**Tarefa 1:** Diga se cada afirmação abaixo está de acordo com o texto fornecido, respondendo sim ou não e citando literalmente as palavras do texto que decidem a questão: (a) a viagem relatada aconteceu em 2003; (b) a postagem se apresenta como a última parte da saga; (c) a postagem foi publicada num domingo.
**Tarefa 2:**
Responda às perguntas a seguir com base no texto fornecido.
(a) Em que data a postagem foi publicada?
(b) Quais partes o leitor deve ler antes desta?
(c) O que o autor pede que os leitores façam?

**Texto fornecido:**
^^^^^^^^

E a melhor frase, porque é a mais sucinta:
300 - Gays matam negros.
Ri muito! Você teria alguma sugestão?

sábado, 25 de abril de 2009

7) VIAGEM AO SUL DO SUL: COMIDA E ARGENTINO

A alface que me perdoe (e odeio dizer a alface).

Eis a penúltima parte da minha saga ao sul do Sul, em 2003. Leia antes as partes 1, 2, 3, 4, 5, e 6. E vamulá, gente, comente! Nem que seja pra falar mal de argentino ou pra defender a honra brasileira. Porque eu falo maaaal de vocês aqui.

^^^^^^^^

**Material fornecido:**
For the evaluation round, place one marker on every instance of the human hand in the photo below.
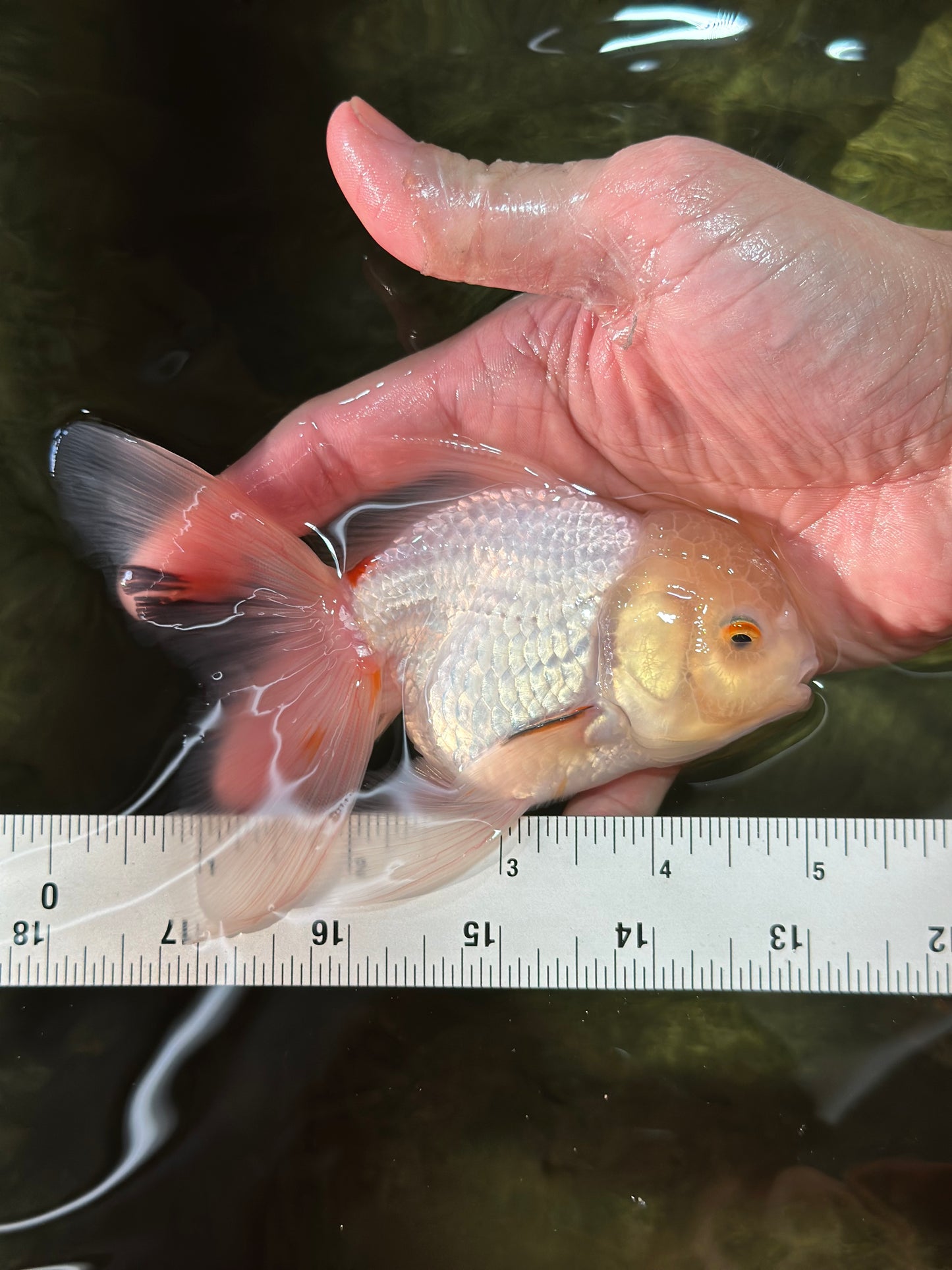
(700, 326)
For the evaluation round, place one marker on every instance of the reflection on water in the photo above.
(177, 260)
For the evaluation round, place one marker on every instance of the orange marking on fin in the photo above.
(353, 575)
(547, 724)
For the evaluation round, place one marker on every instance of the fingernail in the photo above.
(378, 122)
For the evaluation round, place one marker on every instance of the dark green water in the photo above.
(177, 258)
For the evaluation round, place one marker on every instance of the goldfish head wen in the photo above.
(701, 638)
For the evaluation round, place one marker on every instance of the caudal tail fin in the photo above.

^^^^^^^^

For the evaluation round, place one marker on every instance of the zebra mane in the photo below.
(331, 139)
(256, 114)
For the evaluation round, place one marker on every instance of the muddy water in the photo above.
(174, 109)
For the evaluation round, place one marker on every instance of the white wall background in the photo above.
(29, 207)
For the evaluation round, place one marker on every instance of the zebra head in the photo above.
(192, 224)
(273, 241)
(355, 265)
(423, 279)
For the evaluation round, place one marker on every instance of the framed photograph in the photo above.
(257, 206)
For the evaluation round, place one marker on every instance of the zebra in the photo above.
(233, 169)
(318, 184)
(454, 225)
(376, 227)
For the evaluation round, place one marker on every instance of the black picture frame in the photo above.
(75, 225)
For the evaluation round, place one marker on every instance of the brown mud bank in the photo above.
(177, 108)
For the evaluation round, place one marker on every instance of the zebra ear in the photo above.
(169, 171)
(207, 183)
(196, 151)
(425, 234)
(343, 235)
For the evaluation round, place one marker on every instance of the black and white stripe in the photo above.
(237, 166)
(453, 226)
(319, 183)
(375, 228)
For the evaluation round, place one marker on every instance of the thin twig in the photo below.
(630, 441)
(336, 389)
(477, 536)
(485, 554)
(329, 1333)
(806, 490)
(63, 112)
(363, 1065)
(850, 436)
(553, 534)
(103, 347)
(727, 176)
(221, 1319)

^^^^^^^^

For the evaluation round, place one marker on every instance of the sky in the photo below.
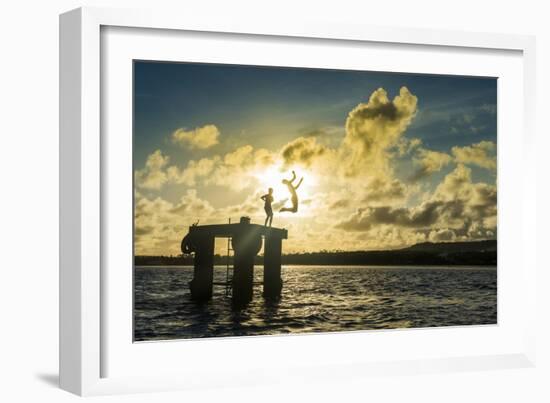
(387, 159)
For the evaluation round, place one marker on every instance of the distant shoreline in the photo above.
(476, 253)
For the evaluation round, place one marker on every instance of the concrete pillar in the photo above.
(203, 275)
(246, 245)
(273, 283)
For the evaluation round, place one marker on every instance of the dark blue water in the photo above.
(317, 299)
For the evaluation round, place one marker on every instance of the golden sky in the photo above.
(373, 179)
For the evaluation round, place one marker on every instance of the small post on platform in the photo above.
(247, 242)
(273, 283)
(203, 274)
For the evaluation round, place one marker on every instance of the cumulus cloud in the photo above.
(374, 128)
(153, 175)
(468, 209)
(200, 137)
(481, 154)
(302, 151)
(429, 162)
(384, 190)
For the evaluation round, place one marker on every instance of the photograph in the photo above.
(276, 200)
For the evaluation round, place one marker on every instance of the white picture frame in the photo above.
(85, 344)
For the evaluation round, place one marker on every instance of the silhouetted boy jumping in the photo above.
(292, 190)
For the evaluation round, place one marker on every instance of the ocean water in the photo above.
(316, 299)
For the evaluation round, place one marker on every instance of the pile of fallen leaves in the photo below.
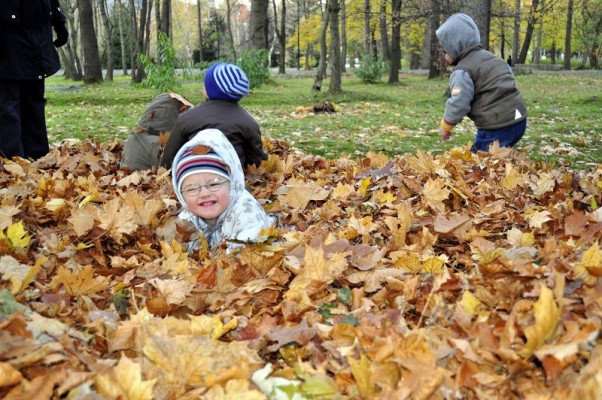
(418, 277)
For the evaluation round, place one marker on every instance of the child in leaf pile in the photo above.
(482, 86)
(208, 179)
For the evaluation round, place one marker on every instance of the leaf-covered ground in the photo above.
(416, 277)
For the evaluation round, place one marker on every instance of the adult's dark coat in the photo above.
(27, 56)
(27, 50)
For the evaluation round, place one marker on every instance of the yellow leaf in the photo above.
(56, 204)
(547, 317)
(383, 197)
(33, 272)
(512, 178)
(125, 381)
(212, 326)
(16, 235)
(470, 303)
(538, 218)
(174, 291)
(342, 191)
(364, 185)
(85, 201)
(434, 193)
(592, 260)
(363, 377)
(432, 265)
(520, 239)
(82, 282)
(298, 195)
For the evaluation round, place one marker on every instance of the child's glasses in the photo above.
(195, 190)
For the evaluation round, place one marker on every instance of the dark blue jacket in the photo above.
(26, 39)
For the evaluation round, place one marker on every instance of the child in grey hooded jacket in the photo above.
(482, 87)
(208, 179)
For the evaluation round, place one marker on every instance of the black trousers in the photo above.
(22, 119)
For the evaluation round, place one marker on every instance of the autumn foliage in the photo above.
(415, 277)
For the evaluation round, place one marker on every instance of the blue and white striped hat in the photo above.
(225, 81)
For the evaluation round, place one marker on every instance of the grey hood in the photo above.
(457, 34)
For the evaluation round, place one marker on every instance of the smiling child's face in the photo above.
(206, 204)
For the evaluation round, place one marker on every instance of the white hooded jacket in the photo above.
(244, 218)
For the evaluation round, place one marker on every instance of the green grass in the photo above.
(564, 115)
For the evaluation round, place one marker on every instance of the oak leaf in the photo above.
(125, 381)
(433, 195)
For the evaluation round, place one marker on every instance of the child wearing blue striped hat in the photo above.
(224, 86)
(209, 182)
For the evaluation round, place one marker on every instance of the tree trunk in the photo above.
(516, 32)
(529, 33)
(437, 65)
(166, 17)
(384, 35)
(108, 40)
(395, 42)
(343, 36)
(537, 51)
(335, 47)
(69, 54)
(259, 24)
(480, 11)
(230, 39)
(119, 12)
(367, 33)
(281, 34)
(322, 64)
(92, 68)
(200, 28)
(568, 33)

^^^^^^^^

**Resposta 1:**
(a) Sim: "minha saga ao sul do Sul, em 2003"
(b) Não: "Eis a penúltima parte da minha saga ao sul do Sul"
(c) Não: "sábado, 25 de abril de 2009"

**Resposta 2:**
(a) Sábado, 25 de abril de 2009.
(b) As partes 1, 2, 3, 4, 5 e 6.
(c) Que comentem.